» **EXCERPTED TEXT**
"""

Tuesday, May 15, 2012

The Preview Scene

To give the voting minority some pleasure, I will provide another little preview scene. In fact... I will even give you the other half of that glorious opening I provided about a week ago.
By the way, sorry to ya'll about not posting yesterday. That day was a bit whacked out. It was my bro's birthday, a friend's birthday, and I had a friend over that morning to play nerdy board and computer games.
Because of that failure, I figure I owe ya'll this lovely little scene... hopefully that makes it better. If it doesn't, comment and say so, and maybe I can get you some more before the day is done. If it does... tell some friends that you know this blogger who makes embarrassing public apologies to his readers and that they should follow his blog. Even if you can't do either... comment and tell me what works for you in this scene and what doesn't. It's my opening, so it needs to be awesome, and I love it when ya'll tell me what needs fixing. Particularly the backwards-talking guy... does anyone else think of a particular green alien?
Oh, and one of my awesome associates on Holy Worlds suggested I stop using Courier as my font for posts, because it's hard to read. I will follow his advise. I guess I didn't notice because the earliest drafts of my novel (years old) were typed in Courier New, so I have become fairly used to it.
Without further ado... the second half of the opening!


A white-hooded wizard walked closely against the edges of wooden buildings as he turned from alley to alley. Then all at once he disappeared through a doorway that had opened and shut faster than a blink, all without sound.
The room was scarcely lit, an oil lamp, the panes of which had deliberately been smeared with grease and ash, only managed to veil the shadows a few feet around itself, revealing a diamond-shaped table at which sat two hooded figures whose eyes could not be seen. Their hands sat folded in front of them on the table as they watched the white-hooded one and then sit down. He threw back his hood, revealing a line-worn face, though the illumination reached his eyes neither. What little light there was also caught the tips of his white hairs, which were matted flat around his head for the most part.
The woman who had opened the door sat down at the tip of the diamond nearest the door, the wizard on her right, and the other two at each of the other corners. She spoke, “We have all night, dear guests, but still we must speak quickly. These times have turned desperate,” one of those in the shadows cut her off.
“They were desperate even before the rebellion failed. Now they grow worse.” The woman shot a glare at the interrupter, but because of the darkness this had no effect.  “All our contacts in the Green World are dead or captured, the entire ring in the North of our world was nabbed a few weeks ago and we have just heard of it now. In addition our contact into the Shadow Realm has gone silent; hopefully for us he is dead. In anger and vengeance, Nastar is going to bring his army to bear on our very homes so that we may never strike his heel again. When they come, we are defenseless. They will kill us all, if we are lucky, and enslave us all if we are not. I think desperate only begins to describe our plight.”
Before either the woman or the wizard could respond, the other shadowed man whispered in an old and broken voice, “Harsh words no good do. All you speak we know. Danger passed to get the wizard here. Didn’t come for you speak only doom.”

"""

» **COLLECTED DATA**
"""

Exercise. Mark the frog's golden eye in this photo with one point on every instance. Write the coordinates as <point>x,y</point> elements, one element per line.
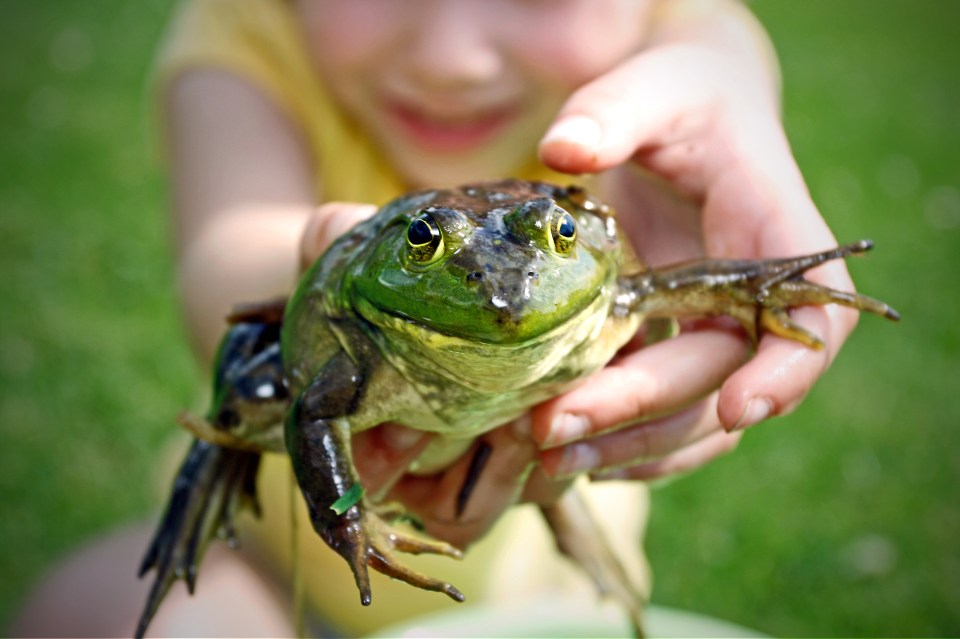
<point>563,231</point>
<point>424,239</point>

"""

» **DIRECTIONS**
Reproduce word for word the part of the blog post between "The room was" and "the most part.", inclusive. The listing has no connection to the blog post.

» **THE ANSWER**
The room was scarcely lit, an oil lamp, the panes of which had deliberately been smeared with grease and ash, only managed to veil the shadows a few feet around itself, revealing a diamond-shaped table at which sat two hooded figures whose eyes could not be seen. Their hands sat folded in front of them on the table as they watched the white-hooded one and then sit down. He threw back his hood, revealing a line-worn face, though the illumination reached his eyes neither. What little light there was also caught the tips of his white hairs, which were matted flat around his head for the most part.